Extracted text:
--- begin ---

The near-wordless style means the plot has to avoid too much complexity, but the production’s strength is in the powerful visual world it creates. Masks and puppets create layers of symbolism to show us Jack’s back story and internal landscape. Ironically, the resolution (if such is possible for Jack) comes in a stripping away of the symbolism, and an acceptance of his own humanity and the fallible humanity of others.

One Day Moko, by New Zealand’s Portable Union, takes a contrasting approach, although it too was inspired by encounters with people living on the streets. Tim Carlsen’s Moko is an “urban cowboy”, a charmer, working the crowd, painfully eager to sing our requests (he has a very fine voice) even when, in some cases, he clearly doesn’t know the song.

It’s an episodic and fractured tale, a day in the life which takes him from McDonalds to the drop-in centre, and offers brief snapshots into other city lives. Carlsen delivers a powerful performance, particularly in the moments when Moko’s crowd-pleasing mask falls away and he is subsumed by rage or despair, hinting at the kind of deep-seated, complex problems common among the long-term homeless.

--- end ---

Stored data:
--- begin ---

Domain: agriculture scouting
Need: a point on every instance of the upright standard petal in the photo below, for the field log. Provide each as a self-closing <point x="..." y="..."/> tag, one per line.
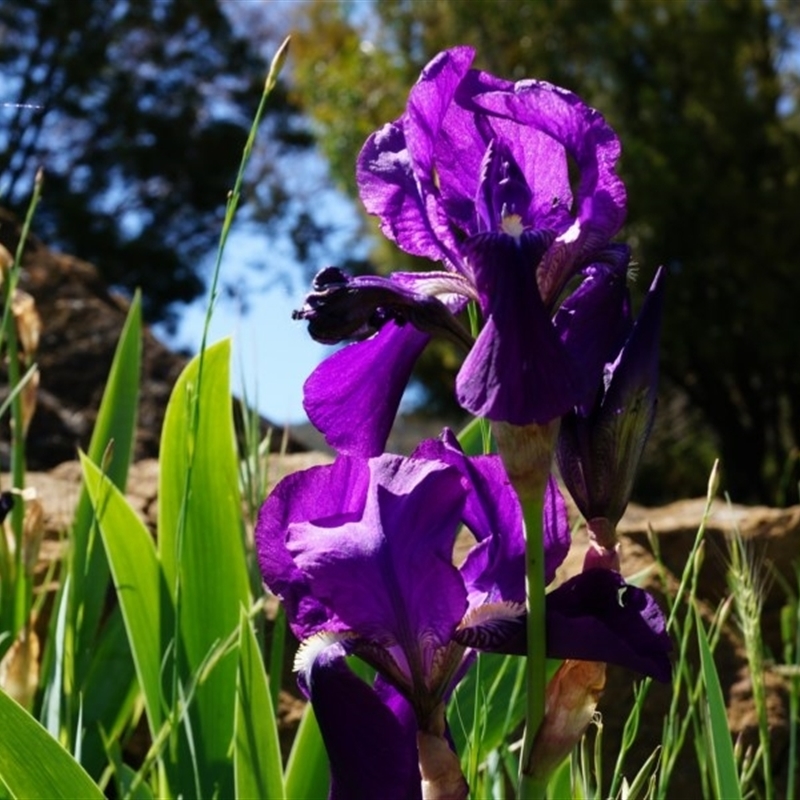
<point x="335" y="493"/>
<point x="352" y="397"/>
<point x="590" y="142"/>
<point x="518" y="371"/>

--- end ---

Exercise requirements: Could you write the next part of the theater review above, picking up after its last sentence?

Result of this exercise:
The strength of the show is in the character and the performance, yet Moko wastes valuable time on lengthy stretches of audience participation, and in telling stories other than his own, without explaining his relationship to them. And shifting the locus of the work to Edinburgh feels like a mistake, the place-name references don’t quite ring true – if he was in Auckland, we’d still recognise the characters.

The story of a young homeless woman in Edinburgh forms the spine of Ashley McLean’s sensitively observed play, Unseen. Holly (McLean) has a job as a hotel receptionist, but when her hours are cut, she can no longer afford her rent and, after running out of favours to call on, ends up on the streets. Here she meets Maria (Lara Fabiani), well-meaning and desperate to help. The two had met once before at a recruitment day, but is it possible to forge a friendship when their circumstances are so different?

While the play needs more pace, more of a narrative arc, it is perceptive on the subject of homelessness: the slow downward spiral in which despair turns to acceptance, and the increasing weight of a person’s circumstances makes him or her less and less able to change; the longing to be seen, acknowledged, yet the pain which this brings, as the realities of life are brought into sharp contrast with others.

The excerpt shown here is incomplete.